Je me suis senti dépossédé, vulnérable, perdu.
Imad Handouqa,
Propriétaire de la tour Al-Mena
À Gaza, la famille est au cœur de la vie sociale et économique. La tour Al-Mena en était une parfaite illustration, puisque nombre de ses habitants y avaient pour voisins d’autres membres de leur famille – parents, enfants, mais aussi grands-parents, oncles, tantes et cousins s’y côtoyaient. Ils partageaient le quotidien et se soutenaient les uns les autres sur les plans émotionnel, financier et social, compensant ainsi l’absence de services publics, conséquence directe du conflit. Réunis au sein du même immeuble, les habitants de la tour formaient une véritable communauté.
Pendant des années, ils ont vécu dans la peur d’une attaque aérienne, redoutant d’être un jour sommés d’évacuer, ce qui a fini par leur arriver, quelques minutes seulement avant l’attaque. Ils se sont enfuis sans rien pouvoir emporter, abandonnant derrière eux tout ce qu’ils possédaient : meubles et équipements de valeur, effets personnels, albums photos si chers à leur cœur. La tour a été partiellement détruite et était depuis en reconstruction sur les fondations d’origine, mais les anciens habitants craignaient qu’elle ne soit pas suffisamment solide et souhaitaient qu’elle soit entièrement rebâtie dans le cadre d’un plan de réhabilitation de l’ensemble du quartier.
À la suite du bombardement, la petite communauté s’était trouvée dispersée. Certains habitants, qui étaient propriétaires de leur appartement, étaient parvenus à trouver une location qu’ils peinaient néanmoins à payer, tandis que d’autres avaient dû se reloger dans des abris temporaires ou s’étaient retrouvés à la rue. Privés de leur source de revenus et à court d’argent, ils étaient à bout de forces. La perte brutale de leur environnement familier, de leur sécurité financière et de leur petite communauté, et l’expérience concomitante du déplacement, du déclassement et de l’incertitude les avaient laissés profondément meurtris et fragilisés sur le plan psychologique. Tout ceci avant que ne survienne une nouvelle escalade de violence en octobre 2023.

### Données:
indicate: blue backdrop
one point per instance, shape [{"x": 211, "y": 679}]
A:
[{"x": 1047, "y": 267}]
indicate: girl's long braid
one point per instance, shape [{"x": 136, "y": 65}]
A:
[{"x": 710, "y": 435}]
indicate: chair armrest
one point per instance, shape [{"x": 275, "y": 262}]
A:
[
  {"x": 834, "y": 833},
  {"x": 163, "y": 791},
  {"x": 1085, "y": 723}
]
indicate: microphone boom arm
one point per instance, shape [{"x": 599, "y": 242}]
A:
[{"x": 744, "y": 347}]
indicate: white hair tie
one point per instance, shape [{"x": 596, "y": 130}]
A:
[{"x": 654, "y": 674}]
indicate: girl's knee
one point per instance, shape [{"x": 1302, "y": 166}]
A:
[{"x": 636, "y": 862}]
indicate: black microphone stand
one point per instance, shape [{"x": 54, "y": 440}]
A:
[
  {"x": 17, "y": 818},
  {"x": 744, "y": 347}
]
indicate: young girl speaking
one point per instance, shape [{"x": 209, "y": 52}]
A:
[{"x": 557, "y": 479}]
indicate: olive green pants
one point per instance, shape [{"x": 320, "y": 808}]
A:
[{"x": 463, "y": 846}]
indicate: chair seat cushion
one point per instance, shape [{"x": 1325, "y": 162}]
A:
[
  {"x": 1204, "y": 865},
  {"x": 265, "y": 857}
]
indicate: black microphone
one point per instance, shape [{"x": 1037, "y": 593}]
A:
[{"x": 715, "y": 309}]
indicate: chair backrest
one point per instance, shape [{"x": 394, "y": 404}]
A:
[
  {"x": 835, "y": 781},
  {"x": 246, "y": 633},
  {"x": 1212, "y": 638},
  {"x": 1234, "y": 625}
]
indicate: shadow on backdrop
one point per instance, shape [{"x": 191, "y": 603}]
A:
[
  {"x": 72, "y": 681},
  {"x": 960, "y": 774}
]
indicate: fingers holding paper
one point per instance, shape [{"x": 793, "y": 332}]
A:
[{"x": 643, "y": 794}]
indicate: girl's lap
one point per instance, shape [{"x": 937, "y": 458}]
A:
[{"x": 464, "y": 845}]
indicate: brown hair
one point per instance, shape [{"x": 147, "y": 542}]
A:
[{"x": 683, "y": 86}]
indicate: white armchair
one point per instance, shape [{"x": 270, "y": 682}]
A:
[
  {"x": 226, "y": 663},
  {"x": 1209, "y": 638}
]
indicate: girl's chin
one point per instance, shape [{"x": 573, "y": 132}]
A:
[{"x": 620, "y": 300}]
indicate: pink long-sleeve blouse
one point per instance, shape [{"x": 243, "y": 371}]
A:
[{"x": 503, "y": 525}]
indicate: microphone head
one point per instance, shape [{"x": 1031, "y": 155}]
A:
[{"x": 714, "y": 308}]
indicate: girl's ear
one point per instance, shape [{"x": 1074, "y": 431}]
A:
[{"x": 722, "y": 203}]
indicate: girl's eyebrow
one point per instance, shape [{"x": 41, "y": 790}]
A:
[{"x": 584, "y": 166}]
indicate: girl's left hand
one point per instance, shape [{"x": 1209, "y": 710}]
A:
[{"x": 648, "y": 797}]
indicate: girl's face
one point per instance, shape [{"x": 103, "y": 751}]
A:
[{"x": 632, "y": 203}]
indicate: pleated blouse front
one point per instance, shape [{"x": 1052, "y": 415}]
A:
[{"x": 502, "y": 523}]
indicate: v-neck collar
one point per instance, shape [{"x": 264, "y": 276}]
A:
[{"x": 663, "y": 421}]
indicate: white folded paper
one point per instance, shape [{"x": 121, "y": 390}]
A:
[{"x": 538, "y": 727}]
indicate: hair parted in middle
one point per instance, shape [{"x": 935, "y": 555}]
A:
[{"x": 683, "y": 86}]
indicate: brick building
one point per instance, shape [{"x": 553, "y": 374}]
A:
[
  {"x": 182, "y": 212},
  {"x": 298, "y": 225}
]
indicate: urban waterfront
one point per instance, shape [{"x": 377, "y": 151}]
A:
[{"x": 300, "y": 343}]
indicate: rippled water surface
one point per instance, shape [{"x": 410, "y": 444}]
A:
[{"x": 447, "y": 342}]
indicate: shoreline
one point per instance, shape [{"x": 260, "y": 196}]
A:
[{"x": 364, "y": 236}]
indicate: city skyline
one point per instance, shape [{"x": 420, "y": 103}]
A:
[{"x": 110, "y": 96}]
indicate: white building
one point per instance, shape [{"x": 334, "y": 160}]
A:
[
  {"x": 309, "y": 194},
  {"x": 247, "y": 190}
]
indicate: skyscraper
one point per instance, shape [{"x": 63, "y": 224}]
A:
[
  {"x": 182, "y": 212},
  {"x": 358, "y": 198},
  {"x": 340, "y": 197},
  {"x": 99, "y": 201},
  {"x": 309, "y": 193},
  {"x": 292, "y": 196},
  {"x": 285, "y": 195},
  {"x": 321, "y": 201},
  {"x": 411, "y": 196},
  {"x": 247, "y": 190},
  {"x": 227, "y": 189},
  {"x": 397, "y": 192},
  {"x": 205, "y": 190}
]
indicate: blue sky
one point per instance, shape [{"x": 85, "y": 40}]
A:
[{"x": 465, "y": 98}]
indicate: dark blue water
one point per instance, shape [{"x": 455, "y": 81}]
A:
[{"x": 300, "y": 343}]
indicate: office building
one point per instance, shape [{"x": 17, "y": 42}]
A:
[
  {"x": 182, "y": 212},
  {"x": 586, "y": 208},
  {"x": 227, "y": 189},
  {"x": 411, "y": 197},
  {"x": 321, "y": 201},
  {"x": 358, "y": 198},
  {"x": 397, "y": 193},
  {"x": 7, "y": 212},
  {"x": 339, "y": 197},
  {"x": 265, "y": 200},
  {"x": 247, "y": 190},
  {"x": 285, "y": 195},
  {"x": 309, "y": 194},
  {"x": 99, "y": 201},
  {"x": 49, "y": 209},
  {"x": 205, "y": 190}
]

### Consigne:
Rédigez la suite du texte sur la tour Al-Mena, en reprenant juste après sa dernière phrase.

### Réponse:
25%
des habitants sont totalement démunis
Les Gazaouis n’ont accès à l’électricité que 10 à 12 heures par jour, de manière intermittente. Cela signifie qu’un habitant sur quatre peut à tout moment se retrouver sans électricité et, partant, dans l’impossibilité de s’approvisionner en eau potable, de cuisiner, de laver son linge, d’étudier, de garder sa nourriture au frais ou de se chauffer.
Je ne veux pas de votre pitié. Tout ce que je veux, c’est retrouver mon appartement tel qu’il était.
Feryal al-Sayegh,
Propriétaire d’un appartement de la tour Al-Mena
Le droit international humanitaire (DIH) interdit de diriger des attaques contre les civils, leurs biens et les infrastructures indispensables à la survie de la population. Pourtant, l’utilisation d’armes explosives lourdes dans des zones urbaines entraîne la destruction d’habitations, d’infrastructures, etc., et compromet la sécurité financière et l’équilibre psychosocial des civils, les parties belligérantes manquant trop souvent à leurs obligations.
Les sans-logement, les déplacés et les démunis sont particulièrement vulnérables. Du fait des difficultés économiques et sociales auxquelles ils sont confrontés, ils souffrent de stress, d’anxiété, de troubles psychologiques et de traumatismes, dont les effets sont exacerbés par l’extrême proximité des combats et leur intensité.
En zone urbaine, la fourniture d’aides en espèces peut aider les gens à se remettre sur pied, mais d’autres formes de soutien doivent être mises en place : outre les indispensables services médicaux d’urgence, des services de santé mentale et de soutien psychosocial doivent être accessibles aux civils pris dans l’étau des conflits urbains, de plus en plus nombreux.